TEXT PROVIDED Block Start
A state appellate court panel Tuesday rejected the latest appeal filed on behalf of a Whittier man convicted of the August 2006 beating death of his 64-year-old father, who used a portable oxygen tank and a walker.
The three-justice panel from California’s 2nd District Court of Appeal agreed with a lower court’s decision that William Boyd Miller III’s recent petition for re-sentencing had no merit.
Miller was sentenced to 15 years to life in state prison in May 2008 after being convicted of second-degree murder and elder or dependent adult abuse resulting in death.
In a 2009 ruling, a state appellate court panel rejected Miller’s claim that there was insufficient evidence to support his second-degree murder conviction and that the trial court erred by not reducing the charge to manslaughter.
Miller also contended that the trial court did not consider that the mitigating factors that he had consumed alcohol the day of the killing and that his father, William Miller, with whom he lived, had emotionally and physically abused him, according to the 2009 ruling.
TEXT PROVIDED Block End
INPUT DATA Block Start
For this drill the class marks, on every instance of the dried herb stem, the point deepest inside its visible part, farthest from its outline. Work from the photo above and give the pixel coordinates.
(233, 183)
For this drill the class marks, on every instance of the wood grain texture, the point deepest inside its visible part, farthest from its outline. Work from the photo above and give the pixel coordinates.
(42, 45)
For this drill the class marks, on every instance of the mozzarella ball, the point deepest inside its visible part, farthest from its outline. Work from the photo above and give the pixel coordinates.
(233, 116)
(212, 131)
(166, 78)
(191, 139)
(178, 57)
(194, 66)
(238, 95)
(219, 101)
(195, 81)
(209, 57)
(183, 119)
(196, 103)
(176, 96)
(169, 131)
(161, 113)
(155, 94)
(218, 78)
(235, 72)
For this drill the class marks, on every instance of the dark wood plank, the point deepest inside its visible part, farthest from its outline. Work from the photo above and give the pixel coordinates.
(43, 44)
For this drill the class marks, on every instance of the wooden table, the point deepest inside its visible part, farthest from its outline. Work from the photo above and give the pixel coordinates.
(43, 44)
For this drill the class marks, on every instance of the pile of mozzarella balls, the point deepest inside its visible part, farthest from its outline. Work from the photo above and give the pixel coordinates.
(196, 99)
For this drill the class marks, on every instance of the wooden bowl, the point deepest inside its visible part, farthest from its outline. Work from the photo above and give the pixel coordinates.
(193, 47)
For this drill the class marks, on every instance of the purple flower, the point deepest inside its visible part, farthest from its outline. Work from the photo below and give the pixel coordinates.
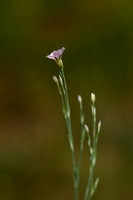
(55, 55)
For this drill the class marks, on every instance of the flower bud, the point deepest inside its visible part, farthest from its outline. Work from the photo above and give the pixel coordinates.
(79, 99)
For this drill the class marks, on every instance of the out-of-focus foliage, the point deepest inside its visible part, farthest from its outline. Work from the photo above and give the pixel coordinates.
(35, 161)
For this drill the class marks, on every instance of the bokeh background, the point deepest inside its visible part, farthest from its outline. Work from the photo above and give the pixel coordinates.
(35, 160)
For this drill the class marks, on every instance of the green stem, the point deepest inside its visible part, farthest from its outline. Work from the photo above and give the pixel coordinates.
(70, 136)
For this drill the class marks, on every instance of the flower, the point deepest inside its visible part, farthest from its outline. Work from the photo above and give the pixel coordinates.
(93, 98)
(56, 55)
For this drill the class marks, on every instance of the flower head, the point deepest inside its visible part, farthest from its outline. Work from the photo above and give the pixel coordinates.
(56, 55)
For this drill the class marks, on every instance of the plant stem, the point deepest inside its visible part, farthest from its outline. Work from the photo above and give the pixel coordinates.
(70, 136)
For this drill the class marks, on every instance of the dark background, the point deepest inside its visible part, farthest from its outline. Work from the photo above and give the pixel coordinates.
(35, 160)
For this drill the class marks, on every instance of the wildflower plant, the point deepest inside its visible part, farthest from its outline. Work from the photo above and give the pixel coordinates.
(92, 141)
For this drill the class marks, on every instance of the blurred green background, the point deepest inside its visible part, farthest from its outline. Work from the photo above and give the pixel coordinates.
(35, 160)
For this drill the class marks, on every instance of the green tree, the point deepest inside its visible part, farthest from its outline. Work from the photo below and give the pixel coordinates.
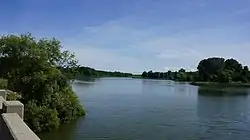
(209, 67)
(39, 70)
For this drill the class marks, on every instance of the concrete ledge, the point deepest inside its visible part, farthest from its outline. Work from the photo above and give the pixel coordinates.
(3, 93)
(17, 128)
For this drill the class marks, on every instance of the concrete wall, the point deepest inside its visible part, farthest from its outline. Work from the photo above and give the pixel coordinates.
(12, 126)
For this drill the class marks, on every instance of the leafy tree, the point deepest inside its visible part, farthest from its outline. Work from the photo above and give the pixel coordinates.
(39, 70)
(211, 66)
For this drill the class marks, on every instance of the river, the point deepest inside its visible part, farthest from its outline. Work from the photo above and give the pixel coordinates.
(143, 109)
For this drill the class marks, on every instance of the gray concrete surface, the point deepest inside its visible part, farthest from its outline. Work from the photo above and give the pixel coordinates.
(12, 126)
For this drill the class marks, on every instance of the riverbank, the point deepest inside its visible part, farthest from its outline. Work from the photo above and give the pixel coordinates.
(216, 84)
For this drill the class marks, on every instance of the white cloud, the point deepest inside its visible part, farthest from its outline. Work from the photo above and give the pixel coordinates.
(117, 46)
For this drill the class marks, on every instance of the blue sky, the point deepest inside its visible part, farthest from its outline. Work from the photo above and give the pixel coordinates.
(136, 35)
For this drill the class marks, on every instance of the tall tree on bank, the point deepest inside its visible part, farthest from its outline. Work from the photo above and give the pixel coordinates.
(39, 71)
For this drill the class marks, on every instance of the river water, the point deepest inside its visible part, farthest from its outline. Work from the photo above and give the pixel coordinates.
(142, 109)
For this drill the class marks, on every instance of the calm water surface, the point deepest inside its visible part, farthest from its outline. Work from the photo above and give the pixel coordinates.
(140, 109)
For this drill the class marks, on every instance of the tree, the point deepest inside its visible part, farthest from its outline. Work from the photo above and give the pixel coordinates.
(39, 71)
(208, 67)
(144, 74)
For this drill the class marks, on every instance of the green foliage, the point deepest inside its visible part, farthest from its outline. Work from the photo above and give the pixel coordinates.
(41, 118)
(3, 83)
(40, 72)
(12, 96)
(86, 72)
(209, 70)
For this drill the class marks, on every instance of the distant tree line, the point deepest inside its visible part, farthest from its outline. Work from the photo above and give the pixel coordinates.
(213, 69)
(83, 72)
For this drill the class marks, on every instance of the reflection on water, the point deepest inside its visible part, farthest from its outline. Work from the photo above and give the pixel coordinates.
(142, 109)
(63, 133)
(225, 117)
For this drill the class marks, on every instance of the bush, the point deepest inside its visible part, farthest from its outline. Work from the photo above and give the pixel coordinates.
(41, 118)
(40, 72)
(3, 83)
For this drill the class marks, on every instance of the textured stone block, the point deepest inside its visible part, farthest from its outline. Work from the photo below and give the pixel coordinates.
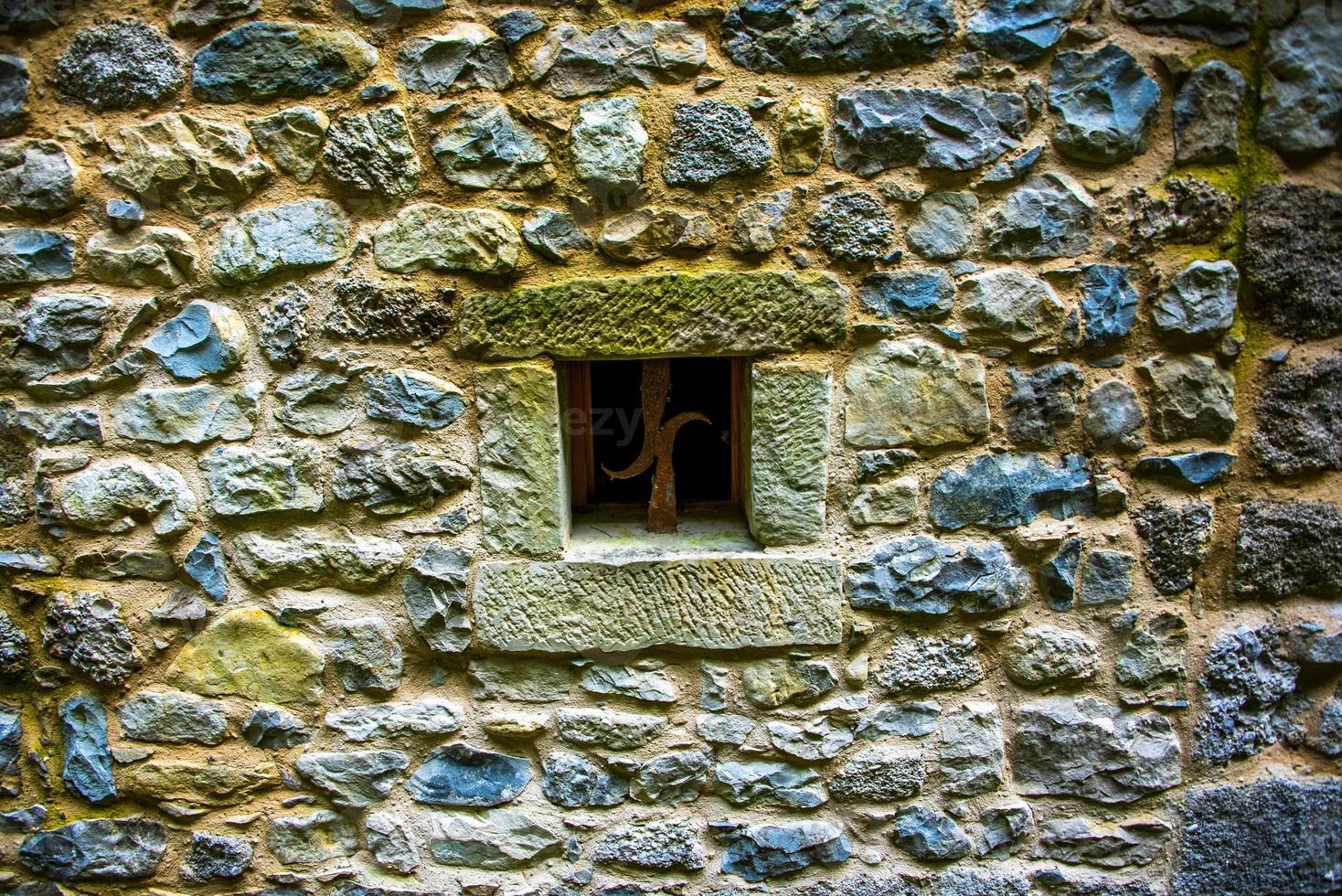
(729, 603)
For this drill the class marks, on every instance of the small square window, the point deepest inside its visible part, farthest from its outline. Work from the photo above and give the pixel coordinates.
(612, 460)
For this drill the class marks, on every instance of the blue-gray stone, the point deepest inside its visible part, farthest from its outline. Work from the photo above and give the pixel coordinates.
(762, 852)
(955, 129)
(835, 35)
(88, 763)
(921, 574)
(928, 294)
(206, 565)
(97, 849)
(28, 255)
(1104, 103)
(929, 835)
(267, 59)
(462, 775)
(1192, 468)
(1018, 30)
(1001, 491)
(1109, 304)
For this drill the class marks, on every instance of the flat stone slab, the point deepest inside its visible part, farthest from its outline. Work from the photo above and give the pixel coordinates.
(717, 603)
(655, 315)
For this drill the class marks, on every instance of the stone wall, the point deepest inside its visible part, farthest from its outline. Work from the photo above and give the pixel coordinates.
(1034, 589)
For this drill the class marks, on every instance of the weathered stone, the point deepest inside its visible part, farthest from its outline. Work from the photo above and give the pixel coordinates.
(1046, 655)
(88, 632)
(267, 59)
(172, 717)
(353, 780)
(447, 239)
(1189, 397)
(189, 165)
(1299, 413)
(462, 775)
(192, 415)
(929, 835)
(214, 858)
(466, 57)
(281, 239)
(760, 852)
(851, 227)
(955, 129)
(576, 783)
(1233, 837)
(307, 560)
(1104, 103)
(570, 63)
(1083, 747)
(97, 849)
(37, 177)
(160, 256)
(490, 146)
(372, 153)
(1302, 95)
(921, 664)
(493, 840)
(608, 729)
(118, 65)
(835, 37)
(246, 654)
(86, 763)
(1047, 216)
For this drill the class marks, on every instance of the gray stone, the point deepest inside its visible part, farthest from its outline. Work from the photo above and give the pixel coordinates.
(1302, 92)
(1299, 413)
(835, 37)
(266, 59)
(172, 717)
(921, 574)
(955, 129)
(118, 65)
(555, 235)
(447, 239)
(1046, 655)
(920, 664)
(466, 57)
(160, 256)
(490, 146)
(372, 153)
(1047, 216)
(1041, 402)
(764, 850)
(929, 835)
(914, 392)
(1189, 397)
(462, 775)
(37, 177)
(1114, 416)
(293, 138)
(353, 780)
(576, 783)
(1104, 103)
(943, 227)
(186, 164)
(851, 227)
(88, 632)
(1083, 747)
(97, 849)
(280, 239)
(1207, 114)
(1295, 296)
(86, 763)
(572, 63)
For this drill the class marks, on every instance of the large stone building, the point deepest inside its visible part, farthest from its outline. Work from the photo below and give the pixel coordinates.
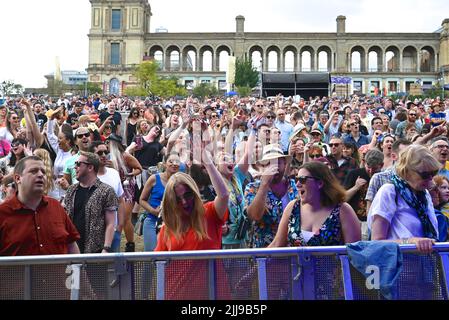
(120, 38)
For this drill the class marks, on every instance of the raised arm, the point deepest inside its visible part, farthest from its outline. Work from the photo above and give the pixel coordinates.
(30, 121)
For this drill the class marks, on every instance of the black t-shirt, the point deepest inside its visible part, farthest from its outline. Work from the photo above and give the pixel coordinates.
(116, 119)
(150, 154)
(79, 216)
(358, 202)
(41, 119)
(73, 117)
(131, 132)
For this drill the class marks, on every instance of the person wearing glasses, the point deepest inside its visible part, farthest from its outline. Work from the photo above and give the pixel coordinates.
(92, 206)
(355, 136)
(319, 216)
(151, 199)
(32, 223)
(340, 165)
(83, 138)
(440, 149)
(7, 189)
(191, 225)
(111, 177)
(402, 211)
(131, 125)
(286, 130)
(267, 197)
(12, 128)
(356, 182)
(411, 119)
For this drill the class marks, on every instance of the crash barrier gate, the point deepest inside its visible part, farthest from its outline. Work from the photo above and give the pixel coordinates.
(314, 273)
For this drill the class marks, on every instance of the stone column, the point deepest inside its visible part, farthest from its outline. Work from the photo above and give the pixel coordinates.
(418, 61)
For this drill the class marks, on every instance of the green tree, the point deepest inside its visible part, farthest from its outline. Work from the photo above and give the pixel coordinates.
(205, 90)
(91, 88)
(8, 88)
(146, 73)
(150, 83)
(245, 74)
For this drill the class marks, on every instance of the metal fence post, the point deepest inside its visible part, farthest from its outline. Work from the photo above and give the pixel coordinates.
(212, 280)
(262, 277)
(307, 291)
(347, 282)
(27, 283)
(75, 281)
(160, 268)
(445, 266)
(296, 277)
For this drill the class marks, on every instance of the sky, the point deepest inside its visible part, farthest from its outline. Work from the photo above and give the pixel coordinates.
(35, 32)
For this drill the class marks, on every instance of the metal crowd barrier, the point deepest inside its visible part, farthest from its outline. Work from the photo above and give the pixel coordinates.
(313, 273)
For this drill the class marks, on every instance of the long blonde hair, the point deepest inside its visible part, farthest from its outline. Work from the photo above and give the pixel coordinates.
(45, 156)
(170, 210)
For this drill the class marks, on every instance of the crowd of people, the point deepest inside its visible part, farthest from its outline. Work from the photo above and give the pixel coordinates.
(222, 173)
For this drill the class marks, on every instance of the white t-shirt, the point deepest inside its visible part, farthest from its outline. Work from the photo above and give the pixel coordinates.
(404, 221)
(6, 135)
(112, 178)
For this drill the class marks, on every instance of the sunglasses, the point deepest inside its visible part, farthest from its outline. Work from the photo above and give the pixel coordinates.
(85, 135)
(189, 195)
(78, 163)
(303, 179)
(102, 153)
(427, 175)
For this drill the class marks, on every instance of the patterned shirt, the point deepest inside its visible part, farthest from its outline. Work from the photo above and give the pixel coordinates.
(377, 181)
(341, 171)
(330, 233)
(266, 229)
(103, 198)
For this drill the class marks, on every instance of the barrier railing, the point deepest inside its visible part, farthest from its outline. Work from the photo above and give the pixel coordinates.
(312, 273)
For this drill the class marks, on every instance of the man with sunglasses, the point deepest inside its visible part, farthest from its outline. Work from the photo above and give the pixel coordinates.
(355, 136)
(113, 117)
(440, 150)
(357, 180)
(411, 119)
(338, 163)
(92, 206)
(82, 141)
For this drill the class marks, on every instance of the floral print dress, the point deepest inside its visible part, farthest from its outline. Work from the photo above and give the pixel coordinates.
(265, 230)
(329, 235)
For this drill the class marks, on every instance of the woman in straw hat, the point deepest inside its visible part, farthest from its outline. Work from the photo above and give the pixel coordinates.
(267, 198)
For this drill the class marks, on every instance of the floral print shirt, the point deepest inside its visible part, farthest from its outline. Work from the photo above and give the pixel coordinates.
(329, 234)
(265, 230)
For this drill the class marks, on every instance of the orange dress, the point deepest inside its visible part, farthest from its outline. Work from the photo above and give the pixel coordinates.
(188, 279)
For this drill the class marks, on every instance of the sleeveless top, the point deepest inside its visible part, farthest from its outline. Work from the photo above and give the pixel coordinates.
(157, 193)
(329, 235)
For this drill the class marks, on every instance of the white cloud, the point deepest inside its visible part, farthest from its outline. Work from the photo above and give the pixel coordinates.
(35, 32)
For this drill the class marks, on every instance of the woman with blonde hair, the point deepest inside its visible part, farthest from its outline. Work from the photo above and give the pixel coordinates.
(320, 216)
(402, 211)
(50, 188)
(191, 225)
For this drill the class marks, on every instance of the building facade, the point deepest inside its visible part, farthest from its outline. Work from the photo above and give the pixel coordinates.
(120, 39)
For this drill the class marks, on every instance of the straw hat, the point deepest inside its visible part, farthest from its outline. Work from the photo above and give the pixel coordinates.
(272, 152)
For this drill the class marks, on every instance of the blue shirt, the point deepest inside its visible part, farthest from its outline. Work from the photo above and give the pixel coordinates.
(286, 130)
(361, 142)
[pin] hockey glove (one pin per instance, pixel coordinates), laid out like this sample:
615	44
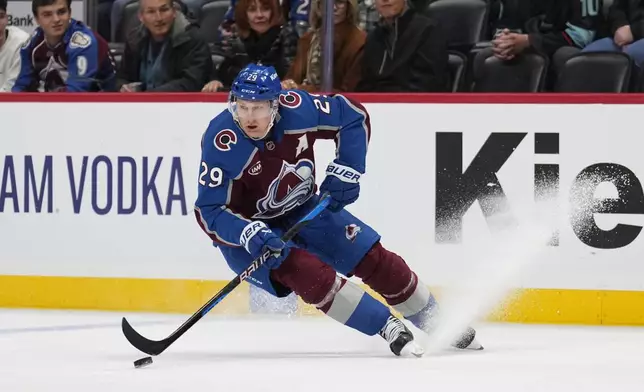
INPUT DATA Block End
WORK TASK 1 ▸
Answer these questions using the article about the Whittier murder appeal:
(a) What sentence did Miller receive in May 2008?
(b) Which court's panel rejected the latest appeal?
(c) What did Miller's father use to get around and breathe?
WORK TASK 2 ▸ Extend the article about the Whittier murder appeal past its final sentence.
The material above comes from a separate source.

TASK RESPONSE 1 ▸
(a) 15 years to life in state prison.
(b) A three-justice panel from California's 2nd District Court of Appeal.
(c) A portable oxygen tank and a walker.

TASK RESPONSE 2 ▸
“Miller beat his father — a frail, elderly man attached to an oxygen tank — to death and did not assist him as he lay dying. Miller has not established that the court abused his discretion,” Presiding Justice Arthur Gilbert wrote on behalf of the panel in its 2009 opinion.
The younger Miller initially refused a friend’s request for him to call 911, then told a 911 dispatcher that he had gotten into a fight and hit his father with his fists, according to the 2009 ruling.
The medical examiner who performed the autopsy concluded that the elder Miller died from blunt-force trauma to the head and chest, and that the injuries were not consistent with an accidental fall, Gilbert noted in the 2009 ruling.